DO THIS: Edit the data from the line containing "of the drinking" through the end, replacing "drinking glass" with "coffee mug" and leaving everything else unchanged. Return only those lines.

begin EXERCISE MATERIALS

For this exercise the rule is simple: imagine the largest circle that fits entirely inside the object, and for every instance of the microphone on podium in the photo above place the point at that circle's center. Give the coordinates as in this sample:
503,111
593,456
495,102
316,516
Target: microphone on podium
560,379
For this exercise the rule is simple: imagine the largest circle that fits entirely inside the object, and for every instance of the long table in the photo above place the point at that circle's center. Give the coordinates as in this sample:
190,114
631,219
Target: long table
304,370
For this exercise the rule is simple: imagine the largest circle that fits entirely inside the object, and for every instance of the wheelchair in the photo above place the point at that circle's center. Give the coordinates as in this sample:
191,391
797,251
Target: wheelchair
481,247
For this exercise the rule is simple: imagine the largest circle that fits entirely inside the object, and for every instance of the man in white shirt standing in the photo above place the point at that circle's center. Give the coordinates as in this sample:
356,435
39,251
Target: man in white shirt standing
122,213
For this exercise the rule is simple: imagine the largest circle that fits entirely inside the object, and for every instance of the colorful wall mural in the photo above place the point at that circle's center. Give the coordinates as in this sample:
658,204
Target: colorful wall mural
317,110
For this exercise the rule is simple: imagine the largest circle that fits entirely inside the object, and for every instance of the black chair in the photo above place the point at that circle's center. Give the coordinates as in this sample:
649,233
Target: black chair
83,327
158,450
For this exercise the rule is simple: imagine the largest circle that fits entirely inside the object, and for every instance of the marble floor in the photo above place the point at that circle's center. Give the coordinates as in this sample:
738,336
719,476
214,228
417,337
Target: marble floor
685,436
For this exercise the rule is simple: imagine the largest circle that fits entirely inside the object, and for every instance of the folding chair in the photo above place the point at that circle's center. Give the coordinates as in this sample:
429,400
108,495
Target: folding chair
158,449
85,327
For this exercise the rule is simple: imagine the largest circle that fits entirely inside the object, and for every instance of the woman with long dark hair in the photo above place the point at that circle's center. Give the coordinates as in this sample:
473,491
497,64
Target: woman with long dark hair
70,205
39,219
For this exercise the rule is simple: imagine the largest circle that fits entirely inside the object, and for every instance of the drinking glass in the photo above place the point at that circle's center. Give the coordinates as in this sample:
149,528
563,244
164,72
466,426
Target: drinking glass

end EXERCISE MATERIALS

EXERCISE RESULT:
For this exercise the rule is simple: imagine the largest circle that fits entirely inside the object, and for every instance of the coffee mug in the photo above place the point at that circle's center. Give the coordinates as in this sample:
149,528
563,244
164,72
466,426
Target: coffee mug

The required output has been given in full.